Action item.
Please transcribe every record below exactly as it appears.

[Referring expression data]

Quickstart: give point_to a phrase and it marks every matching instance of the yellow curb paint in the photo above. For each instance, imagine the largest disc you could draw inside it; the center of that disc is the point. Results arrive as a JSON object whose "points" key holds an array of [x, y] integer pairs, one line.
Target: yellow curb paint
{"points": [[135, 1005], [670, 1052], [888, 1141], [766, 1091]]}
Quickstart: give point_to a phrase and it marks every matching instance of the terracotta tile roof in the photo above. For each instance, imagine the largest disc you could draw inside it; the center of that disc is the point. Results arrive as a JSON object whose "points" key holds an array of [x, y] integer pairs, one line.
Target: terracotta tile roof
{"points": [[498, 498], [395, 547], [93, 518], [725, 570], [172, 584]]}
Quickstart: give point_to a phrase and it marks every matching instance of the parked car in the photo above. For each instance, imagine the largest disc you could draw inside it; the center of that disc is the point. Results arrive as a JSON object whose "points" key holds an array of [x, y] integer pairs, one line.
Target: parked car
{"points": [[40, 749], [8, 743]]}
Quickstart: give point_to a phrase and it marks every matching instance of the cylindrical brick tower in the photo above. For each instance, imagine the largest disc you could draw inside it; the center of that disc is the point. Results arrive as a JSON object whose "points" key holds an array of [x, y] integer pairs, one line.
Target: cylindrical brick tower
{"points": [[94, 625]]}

Result below.
Quickstart: give point_to a phrase and it marks every matching instance of the yellow curb paint in the photo above. For each instance, imagine the largest disc you could draw inside it; the center of that disc is the point. Results arrive as a JSON object whose "points" key holds an array of [x, y] integer pairs, one line.
Target: yellow curb paint
{"points": [[135, 1005], [670, 1052], [888, 1141], [766, 1091]]}
Quickstart: give point_to a phrase and it marks every matching instance of the terracotta tile roof in the photo above. For each instance, imagine the largest disc you could draw inside it; the center of that disc is the point. Results arrive as a JSON object whose "points" key holds an array of [x, y] integer pairs, one line.
Target: terracotta tile roof
{"points": [[498, 498], [395, 547], [93, 518], [725, 570], [172, 584]]}
Quickstart: give point_to a phrase and it marks every matching instance of the parked car in the photo above. For each instance, imagine the largest disc you could draw inside it; the center of that disc is the point. Results arrive as a JSON object whose "points" key holds an array of [x, y] integer pairs, one line.
Target: parked car
{"points": [[40, 749], [8, 743]]}
Quickstart: give point_to a phrase and it marks every matching instance of the cylindrical brick tower in the photo above. For each instance, imagine the largest disc you could draw inside it; the center of that disc is the point. Results arrive as a JSON object whose "points" key holds an array of [x, y] integer pairs, one line.
Target: cylindrical brick tower
{"points": [[94, 625]]}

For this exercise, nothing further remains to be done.